Write out, word for word and with no pictures, each line below from the one containing "Expected: one point per instance of the water" through the one containing "Expected: one point per instance of the suitcase", both included, and no other line.

(Beginning of Material for this exercise)

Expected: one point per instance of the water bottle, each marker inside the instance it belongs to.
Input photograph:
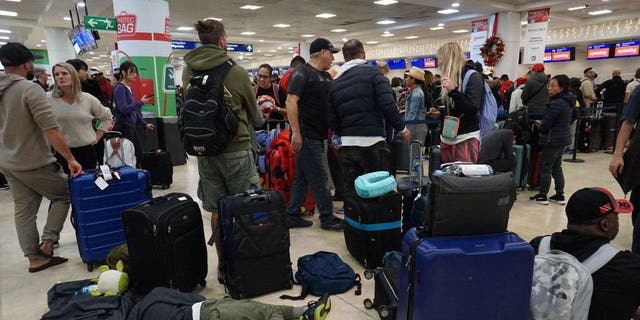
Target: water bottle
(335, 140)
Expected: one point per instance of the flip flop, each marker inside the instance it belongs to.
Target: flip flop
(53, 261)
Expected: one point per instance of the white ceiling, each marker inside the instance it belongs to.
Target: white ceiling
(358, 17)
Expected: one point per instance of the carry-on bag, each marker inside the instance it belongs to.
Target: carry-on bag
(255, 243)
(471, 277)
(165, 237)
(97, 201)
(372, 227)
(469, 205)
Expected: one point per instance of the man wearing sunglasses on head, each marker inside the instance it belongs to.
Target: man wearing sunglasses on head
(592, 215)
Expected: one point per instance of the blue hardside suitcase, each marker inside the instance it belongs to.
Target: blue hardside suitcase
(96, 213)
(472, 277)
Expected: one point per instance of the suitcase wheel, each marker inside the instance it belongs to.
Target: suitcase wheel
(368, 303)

(End of Material for this exercise)
(Beginning of Material for this exercise)

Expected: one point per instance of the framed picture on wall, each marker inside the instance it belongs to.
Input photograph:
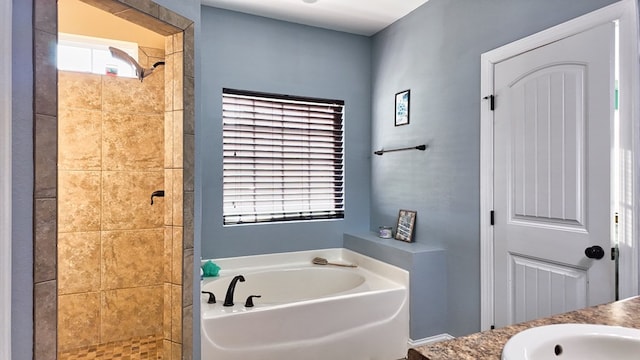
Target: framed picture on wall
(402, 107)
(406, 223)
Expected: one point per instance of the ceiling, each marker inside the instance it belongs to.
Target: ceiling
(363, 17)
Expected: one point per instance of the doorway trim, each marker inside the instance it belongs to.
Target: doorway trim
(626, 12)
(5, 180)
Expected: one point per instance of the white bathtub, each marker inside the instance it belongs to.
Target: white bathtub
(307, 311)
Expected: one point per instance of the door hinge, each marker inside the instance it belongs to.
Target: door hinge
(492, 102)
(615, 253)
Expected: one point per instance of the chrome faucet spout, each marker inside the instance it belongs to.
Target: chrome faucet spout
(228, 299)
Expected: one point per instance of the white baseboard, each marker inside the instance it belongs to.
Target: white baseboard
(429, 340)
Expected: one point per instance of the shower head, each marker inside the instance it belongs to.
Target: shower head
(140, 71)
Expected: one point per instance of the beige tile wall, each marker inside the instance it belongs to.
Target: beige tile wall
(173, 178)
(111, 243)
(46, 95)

(End of Material for this exercise)

Your response:
Expected: one point per instance of the water bottle, each marker inside the instance it belongs to.
Input photograph:
Target: water bottle
(335, 140)
Expected: one point per instance of the flip flop, each marker inside the instance it belongs to.
Target: flip flop
(53, 261)
Expected: one point per instance of the white ceiling, each marker inside the instance it belongs to.
Target: white ceiling
(358, 17)
Expected: one point per instance of the carry-on bag, each marker inside the instance it belongs to.
Target: carry-on bag
(255, 243)
(471, 277)
(165, 237)
(97, 201)
(372, 227)
(469, 205)
Expected: one point per instance of the man wearing sunglasses on head, each marker inside the instance it belongs to.
Target: man wearing sunglasses on head
(592, 215)
Expected: one point per instance of the blue hardside suitcase, each marker inside the instance it belongs to.
Target: blue hardside suitcase
(96, 213)
(472, 277)
Expected: one point per instance of the suitcase wheel, each marker inside the instance it belongs to.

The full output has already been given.